* Brief 1: According to the review below, what does the betrayed husband in "Beatrice" transfer his affections to?
* Brief 2: Translate this sentence from the review below into Spanish: "More sobering is “Closet,” which conveys the panicked impressions of a family man caught in the outbreak of a nuclear war."

* Document text:
In Fotch’s debut collection, cryptic short stories simmer with the potential for violence and menace.
Most of the narratives in this trim anthology unfold as simple vignettes or fragmentary impressions of situations, delivered in stylized prose that challenges the reader to make logical sense of the dire things that are transpiring. “Frank,” perhaps the collection’s most accessible piece, is a first-person workplace satire from the point of view of an office worker—a demonic scion of a dark religious cult—who goes about his workday carrying the bloody head of a sacrificial victim while narrating in mundane, watercooler banter. “Rabbit Man” reveals that imaginary childhood playmates will, under some circumstances, follow their wards into the grown-up world, even into the hellish reality of bottomed-out drug addiction. The title story describes a place where all bananas are manufactured (“No one knows that the bananas they lovingly slice atop their kid’s breakfast cereal are made and assembled in an industrial factory that has a hazmat permit from the state”), an employer of minimally skilled workers with bad attitudes. More sobering is “Closet,” which conveys the panicked impressions of a family man caught in the outbreak of a nuclear war. A post-apocalyptic tone also hangs over the puzzling “Forks,” in which a mother bloodily gives birth to an “egg” every year in time for a Christmas feast. In other tales, a homicide accomplice prepares to flee pending the arrival of the actual murderer, who may be imaginary (“Troy”); a psychiatric clinic's captive can hear the thoughts of nearby “dogs” (“Dogfight”); and a betrayed husband transfers his affections to a seabird (“Beatrice”). The material leans toward the fantastic, surreal, and macabre, and its often mystifying nature immerses the reader in Fotch’s eerie dreamworld all the more deeply.
Intriguingly textured short stories, generally of a disquieting nature when they can be deciphered.

* Saved entries:
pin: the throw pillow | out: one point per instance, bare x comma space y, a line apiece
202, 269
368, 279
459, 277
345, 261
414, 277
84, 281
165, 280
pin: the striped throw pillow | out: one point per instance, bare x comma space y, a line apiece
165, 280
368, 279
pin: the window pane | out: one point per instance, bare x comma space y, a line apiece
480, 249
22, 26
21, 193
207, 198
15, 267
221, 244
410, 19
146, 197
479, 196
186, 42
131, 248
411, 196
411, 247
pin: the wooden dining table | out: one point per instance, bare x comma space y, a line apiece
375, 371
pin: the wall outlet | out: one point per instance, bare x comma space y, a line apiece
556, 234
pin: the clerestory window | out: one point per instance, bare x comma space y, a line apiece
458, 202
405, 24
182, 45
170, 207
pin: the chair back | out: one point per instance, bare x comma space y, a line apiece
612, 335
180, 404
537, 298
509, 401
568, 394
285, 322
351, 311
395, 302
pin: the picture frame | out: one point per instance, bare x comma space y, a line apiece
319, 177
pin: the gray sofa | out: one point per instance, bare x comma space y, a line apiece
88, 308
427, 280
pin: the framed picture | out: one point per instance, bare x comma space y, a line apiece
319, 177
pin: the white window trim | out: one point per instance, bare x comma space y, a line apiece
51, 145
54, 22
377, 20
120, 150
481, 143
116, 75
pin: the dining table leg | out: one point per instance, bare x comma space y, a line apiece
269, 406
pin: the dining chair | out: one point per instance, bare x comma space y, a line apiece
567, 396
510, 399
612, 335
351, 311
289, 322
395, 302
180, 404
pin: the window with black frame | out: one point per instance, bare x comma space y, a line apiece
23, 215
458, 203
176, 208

* Reply 1: A seabird.

* Reply 2: Más sobrecogedor es «Closet», que transmite las impresiones de pánico de un hombre de familia atrapado en el estallido de una guerra nuclear.